Work instructions
1. Translate this sentence from the research summary on transit and COVID-19 into Spanish: "None, perhaps, are more important than understanding the role that transit has played in transmitting COVID-19, especially in dense Los Angeles County."
2. According to the research summary on transit and COVID-19, which university is the research lead affiliated with?
3. Update the passage in the research summary on transit and COVID-19, starting at "Project Description: This" and ending at "accelerating COVID-19 transmission.", so that "auxiliary objectives" reads "secondary objectives".

** Opening Provided text block **

Research Lead: David Brownstone
University: UC Irvine
Problem Statement: With a high concentration of cases in urban areas nationwide, several questions arise for transit in the face of the COVID-19 pandemic. None, perhaps, are more important than understanding the role that transit has played in transmitting COVID-19, especially in dense Los Angeles County. After all, answering this question would help transit agencies in balancing between offsetting revenue losses resulting from declining ridership resulting from statewide stay-at-home orders and closures of non- essential businesses and providing frequent service for essential workers to avoid crowding and maintain social distancing guidelines. Moreover, understanding the connection between transit use and COVID-19 infections can dictate public transportation policy for the coming months, at a minimum, as California still wrestles with the pandemic.
Project Description: This project aims to begin to attempt to address the question of how transit affected the spread of COVID-19, using Los Angeles as a case study. The primary objective of the research is to more rigorously define the relationship between transit use and outbreaks, which is currently sorely needed in the literature. Additionally, the research will have multiple auxiliary objectives: First, this research will focus on community transmission resulting from transit use instead of focusing on the ability for intercity transportation modes to transmit COVID-19. Second, this research will aim to look for evidence of the possible mechanisms of transmission that I will outline in this proposal. Third, this research also aims to provide evidence as to whether transit use affects density’s impact on accelerating COVID-19 transmission.

** Closing Provided text block **
** Opening Data listing block **

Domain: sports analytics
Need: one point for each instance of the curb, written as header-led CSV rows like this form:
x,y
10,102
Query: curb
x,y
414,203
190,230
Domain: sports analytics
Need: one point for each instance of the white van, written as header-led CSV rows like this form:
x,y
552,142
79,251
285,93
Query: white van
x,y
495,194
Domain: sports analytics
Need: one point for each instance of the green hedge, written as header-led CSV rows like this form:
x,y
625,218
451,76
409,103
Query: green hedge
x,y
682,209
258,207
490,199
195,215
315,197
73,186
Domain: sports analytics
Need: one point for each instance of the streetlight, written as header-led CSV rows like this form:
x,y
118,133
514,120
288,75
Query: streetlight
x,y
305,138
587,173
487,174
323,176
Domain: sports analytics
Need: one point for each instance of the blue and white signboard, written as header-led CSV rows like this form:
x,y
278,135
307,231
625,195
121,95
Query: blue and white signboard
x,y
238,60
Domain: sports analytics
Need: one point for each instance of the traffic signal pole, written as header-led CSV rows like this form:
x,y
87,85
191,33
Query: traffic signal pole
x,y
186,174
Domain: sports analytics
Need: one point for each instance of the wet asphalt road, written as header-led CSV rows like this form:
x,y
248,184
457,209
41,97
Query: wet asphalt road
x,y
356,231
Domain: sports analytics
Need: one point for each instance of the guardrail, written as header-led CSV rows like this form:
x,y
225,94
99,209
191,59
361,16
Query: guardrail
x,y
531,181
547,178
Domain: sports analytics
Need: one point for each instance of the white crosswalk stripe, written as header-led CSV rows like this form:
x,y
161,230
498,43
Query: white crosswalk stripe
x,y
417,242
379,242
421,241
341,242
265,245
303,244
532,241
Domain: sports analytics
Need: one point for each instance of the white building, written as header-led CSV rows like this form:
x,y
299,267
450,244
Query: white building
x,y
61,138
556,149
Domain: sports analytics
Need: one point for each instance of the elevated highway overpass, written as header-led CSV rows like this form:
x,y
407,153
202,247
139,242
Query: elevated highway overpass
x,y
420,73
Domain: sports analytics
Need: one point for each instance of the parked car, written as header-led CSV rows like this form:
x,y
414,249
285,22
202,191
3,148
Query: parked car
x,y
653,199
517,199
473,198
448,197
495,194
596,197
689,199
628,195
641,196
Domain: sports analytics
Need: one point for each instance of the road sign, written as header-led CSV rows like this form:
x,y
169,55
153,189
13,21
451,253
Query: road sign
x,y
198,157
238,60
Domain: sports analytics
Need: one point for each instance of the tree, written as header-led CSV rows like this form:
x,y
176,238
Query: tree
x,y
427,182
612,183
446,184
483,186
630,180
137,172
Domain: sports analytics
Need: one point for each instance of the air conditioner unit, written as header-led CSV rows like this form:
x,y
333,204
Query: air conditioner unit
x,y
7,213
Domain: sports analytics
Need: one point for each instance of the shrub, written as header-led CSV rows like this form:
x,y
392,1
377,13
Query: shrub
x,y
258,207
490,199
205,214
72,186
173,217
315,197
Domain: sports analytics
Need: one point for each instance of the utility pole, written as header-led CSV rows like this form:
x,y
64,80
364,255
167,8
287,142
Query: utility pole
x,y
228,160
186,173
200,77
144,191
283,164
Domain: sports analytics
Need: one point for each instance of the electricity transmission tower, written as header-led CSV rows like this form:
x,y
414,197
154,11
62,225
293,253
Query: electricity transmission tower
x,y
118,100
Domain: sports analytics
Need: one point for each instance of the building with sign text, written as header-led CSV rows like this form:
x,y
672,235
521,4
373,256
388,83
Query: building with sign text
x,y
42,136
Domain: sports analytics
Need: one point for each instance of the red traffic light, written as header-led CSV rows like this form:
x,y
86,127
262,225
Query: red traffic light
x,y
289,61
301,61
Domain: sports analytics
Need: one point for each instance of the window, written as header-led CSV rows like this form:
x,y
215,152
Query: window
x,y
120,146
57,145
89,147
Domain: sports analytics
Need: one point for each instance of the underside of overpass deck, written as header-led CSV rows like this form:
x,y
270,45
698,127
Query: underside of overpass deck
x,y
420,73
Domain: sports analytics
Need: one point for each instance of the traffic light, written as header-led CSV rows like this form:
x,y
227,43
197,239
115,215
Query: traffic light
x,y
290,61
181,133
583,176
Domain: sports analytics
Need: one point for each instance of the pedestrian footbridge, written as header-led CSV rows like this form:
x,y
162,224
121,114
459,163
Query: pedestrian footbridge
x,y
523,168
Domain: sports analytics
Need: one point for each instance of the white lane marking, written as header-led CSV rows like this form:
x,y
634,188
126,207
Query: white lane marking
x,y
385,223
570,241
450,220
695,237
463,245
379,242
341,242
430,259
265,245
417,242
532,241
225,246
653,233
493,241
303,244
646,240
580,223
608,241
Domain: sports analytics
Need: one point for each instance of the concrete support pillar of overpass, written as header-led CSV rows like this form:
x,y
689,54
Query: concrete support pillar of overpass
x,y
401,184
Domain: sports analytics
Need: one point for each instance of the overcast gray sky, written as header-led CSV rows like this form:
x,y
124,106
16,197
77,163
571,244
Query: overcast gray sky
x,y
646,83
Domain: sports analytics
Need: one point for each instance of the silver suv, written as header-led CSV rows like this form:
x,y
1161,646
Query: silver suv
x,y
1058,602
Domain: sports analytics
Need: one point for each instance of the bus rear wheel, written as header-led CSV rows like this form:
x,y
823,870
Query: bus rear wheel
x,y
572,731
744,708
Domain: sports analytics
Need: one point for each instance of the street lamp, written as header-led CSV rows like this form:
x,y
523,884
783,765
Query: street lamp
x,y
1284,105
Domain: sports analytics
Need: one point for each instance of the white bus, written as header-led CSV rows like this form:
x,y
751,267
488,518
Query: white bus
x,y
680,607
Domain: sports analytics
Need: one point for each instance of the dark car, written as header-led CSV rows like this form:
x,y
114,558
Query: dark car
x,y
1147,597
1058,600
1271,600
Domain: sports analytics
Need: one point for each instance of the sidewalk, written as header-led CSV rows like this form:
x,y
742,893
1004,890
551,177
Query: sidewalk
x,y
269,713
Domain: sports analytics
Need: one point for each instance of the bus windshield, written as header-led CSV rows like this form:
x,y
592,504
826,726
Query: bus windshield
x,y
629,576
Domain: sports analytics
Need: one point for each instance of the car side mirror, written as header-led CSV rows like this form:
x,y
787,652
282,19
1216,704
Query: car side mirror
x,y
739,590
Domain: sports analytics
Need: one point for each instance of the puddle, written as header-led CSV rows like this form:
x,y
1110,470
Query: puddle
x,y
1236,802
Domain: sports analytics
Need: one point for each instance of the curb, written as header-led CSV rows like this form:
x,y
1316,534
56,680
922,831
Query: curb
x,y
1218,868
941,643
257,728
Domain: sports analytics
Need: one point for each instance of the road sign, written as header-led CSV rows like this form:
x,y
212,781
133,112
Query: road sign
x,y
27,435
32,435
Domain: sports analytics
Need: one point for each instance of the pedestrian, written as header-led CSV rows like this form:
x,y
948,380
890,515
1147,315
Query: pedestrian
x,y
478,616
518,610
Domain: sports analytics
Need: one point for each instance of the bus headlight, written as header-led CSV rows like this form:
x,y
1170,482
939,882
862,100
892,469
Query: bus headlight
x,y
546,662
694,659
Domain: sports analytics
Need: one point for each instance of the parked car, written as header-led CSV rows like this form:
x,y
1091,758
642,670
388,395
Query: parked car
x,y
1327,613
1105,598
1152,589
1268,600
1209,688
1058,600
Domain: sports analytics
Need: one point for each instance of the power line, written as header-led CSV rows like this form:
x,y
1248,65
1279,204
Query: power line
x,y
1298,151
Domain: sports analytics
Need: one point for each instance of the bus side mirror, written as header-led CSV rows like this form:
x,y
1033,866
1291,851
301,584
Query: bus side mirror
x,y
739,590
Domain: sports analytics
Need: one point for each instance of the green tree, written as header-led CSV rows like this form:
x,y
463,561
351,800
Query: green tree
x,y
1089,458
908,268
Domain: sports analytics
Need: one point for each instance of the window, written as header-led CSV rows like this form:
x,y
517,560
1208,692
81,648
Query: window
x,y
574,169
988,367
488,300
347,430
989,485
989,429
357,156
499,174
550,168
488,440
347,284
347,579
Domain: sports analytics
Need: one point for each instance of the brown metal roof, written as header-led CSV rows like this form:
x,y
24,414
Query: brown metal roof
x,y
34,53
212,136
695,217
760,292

** Closing Data listing block **

Outputs in order
1. Ninguna, quizás, es más importante que comprender el papel que ha desempeñado el transporte público en la transmisión de la COVID-19, especialmente en el densamente poblado condado de Los Ángeles.

2. UC Irvine.

3.
Project Description: This project aims to begin to attempt to address the question of how transit affected the spread of COVID-19, using Los Angeles as a case study. The primary objective of the research is to more rigorously define the relationship between transit use and outbreaks, which is currently sorely needed in the literature. Additionally, the research will have multiple secondary objectives: First, this research will focus on community transmission resulting from transit use instead of focusing on the ability for intercity transportation modes to transmit COVID-19. Second, this research will aim to look for evidence of the possible mechanisms of transmission that I will outline in this proposal. Third, this research also aims to provide evidence as to whether transit use affects density’s impact on accelerating COVID-19 transmission.